_Objective_
Locate each line in the records below that contains the word "purple" and copy those lines. Case counts.

^^^^

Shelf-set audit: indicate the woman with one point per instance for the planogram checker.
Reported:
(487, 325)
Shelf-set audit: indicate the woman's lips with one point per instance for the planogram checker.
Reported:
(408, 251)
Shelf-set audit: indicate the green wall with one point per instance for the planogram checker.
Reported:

^^^^

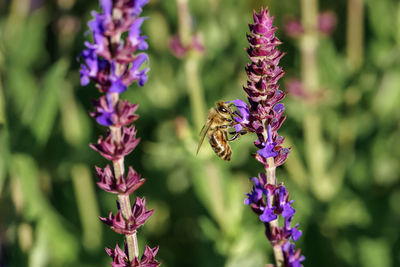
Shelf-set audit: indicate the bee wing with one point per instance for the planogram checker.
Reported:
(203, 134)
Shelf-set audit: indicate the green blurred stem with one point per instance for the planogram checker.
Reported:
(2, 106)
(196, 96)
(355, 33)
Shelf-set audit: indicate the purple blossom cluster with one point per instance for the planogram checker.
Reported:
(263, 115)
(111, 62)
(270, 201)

^^^^

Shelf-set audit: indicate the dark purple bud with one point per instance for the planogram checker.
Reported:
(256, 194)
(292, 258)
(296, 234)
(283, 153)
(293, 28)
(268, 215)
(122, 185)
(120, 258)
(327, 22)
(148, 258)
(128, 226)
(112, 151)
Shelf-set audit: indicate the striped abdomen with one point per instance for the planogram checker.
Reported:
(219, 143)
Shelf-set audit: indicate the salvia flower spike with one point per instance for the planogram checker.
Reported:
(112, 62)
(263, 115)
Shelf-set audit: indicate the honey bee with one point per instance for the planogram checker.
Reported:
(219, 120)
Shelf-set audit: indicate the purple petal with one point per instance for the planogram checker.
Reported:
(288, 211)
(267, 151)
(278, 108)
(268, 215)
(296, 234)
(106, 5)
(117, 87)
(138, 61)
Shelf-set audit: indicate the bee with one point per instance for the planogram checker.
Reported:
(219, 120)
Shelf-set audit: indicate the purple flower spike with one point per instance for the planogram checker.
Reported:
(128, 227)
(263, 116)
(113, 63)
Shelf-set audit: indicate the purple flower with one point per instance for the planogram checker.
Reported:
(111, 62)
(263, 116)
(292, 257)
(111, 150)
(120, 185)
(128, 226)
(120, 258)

^^^^

_Solved exercise_
Shelf-set audit: indicate the purple blossom cluster with one point per instance for the planogram checker.
Shelf-set audit: indicate the dark purple bud with one point per instance for the planogram checker.
Shelf-set audit: indicate the purple petal with one point per instance for the planogram checker.
Shelf-set audit: indicate the purple flower spike with one point per instance for the planogram checker.
Shelf-set audit: indicate the purple flower with one point per instance for the planogram checker.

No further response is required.